Morto, contra minha vontade, no cosmopolitismo de Paris, mal deixaram que me arrefecessem os pés. Menos de um mês depois aí estava eu, de pantanas, a bordo de um navio que me devolveu a Lisboa, calado, inofensivo e quieto. Foi o facto muito celebrado e aplaudido. Tanto pela inconveniência que assim cessava como pelas dívidas que se me extinguiam.

Deu-me guarida o jazigo familiar e amigo dos Condes de Resende onde fui deixado, descansado e ao abandono. Até que interesses imobiliários me ameaçassem de despejo e o favor de remotos descendentes me levassem para Santa Cruz do Douro, onde já não me chegava ao nariz o perfume apetitoso das favas e da cozinha. Por ali fiquei uns tempos, num rústico e bucólico sossego.

_ _ _ _ _

--- INSTRUÇÕES ---
**A)** Resuma o texto de partida em duas frases.
**B)** Responda, com base no texto de partida, às perguntas seguintes:
(i) Em que cidade morreu o narrador?
(ii) Em que meio de transporte regressou ele a Lisboa?
(iii) Para onde o levou o favor de remotos descendentes?

_ _ _ _ _

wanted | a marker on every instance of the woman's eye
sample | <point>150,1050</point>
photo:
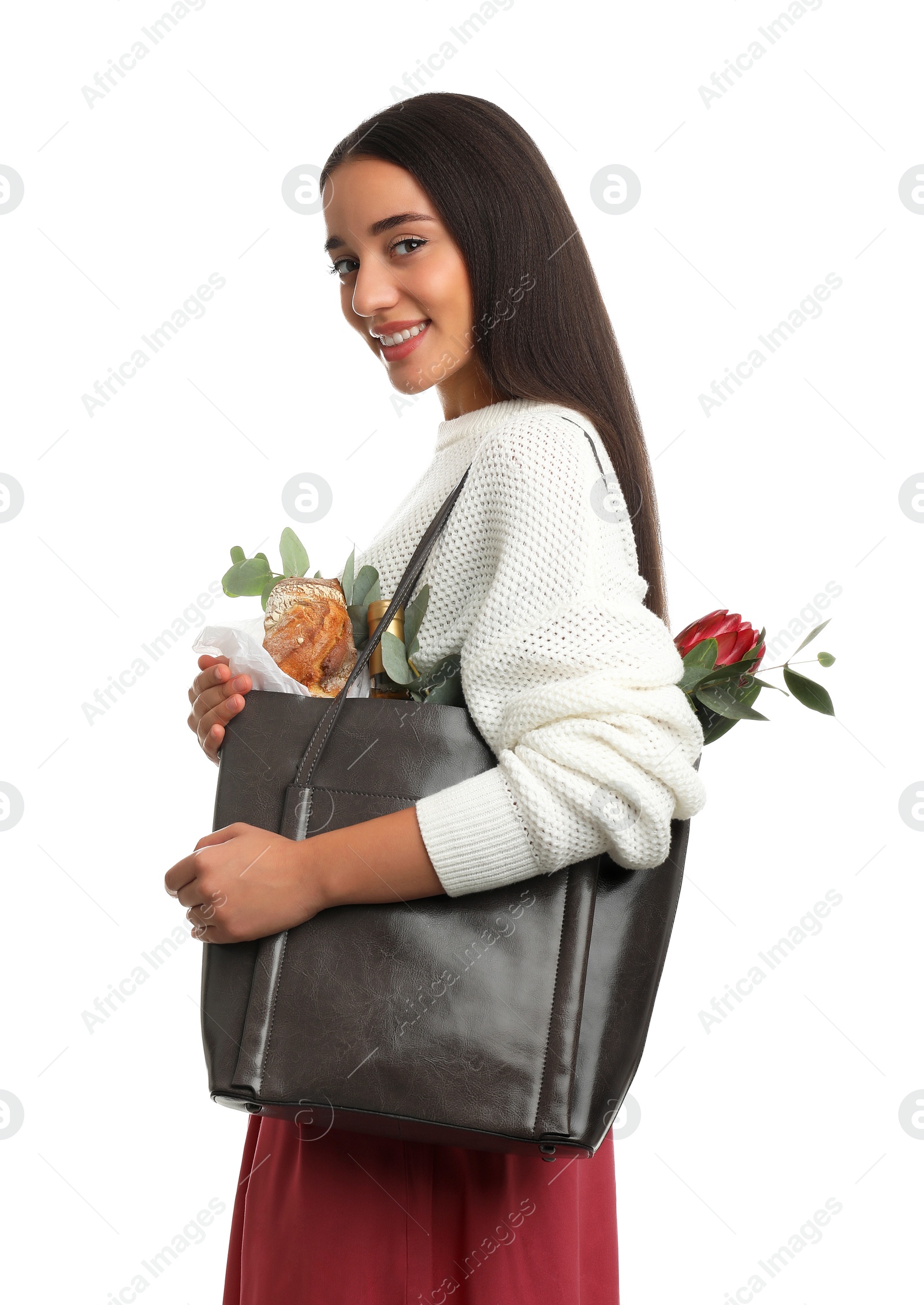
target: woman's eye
<point>409,240</point>
<point>341,269</point>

_ _ _ _ _

--- RESPOSTAS POR ORDEM ---
**A)** Morto em Paris, o narrador foi devolvido a Lisboa num navio menos de um mês depois, facto celebrado tanto pelo fim da inconveniência como pela extinção das suas dívidas. Ficou no jazigo dos Condes de Resende até que interesses imobiliários o ameaçaram de despejo e remotos descendentes o levaram para Santa Cruz do Douro, onde permaneceu uns tempos num sossego rústico e bucólico.

**B)**
(i) Em Paris.
(ii) A bordo de um navio.
(iii) Para Santa Cruz do Douro.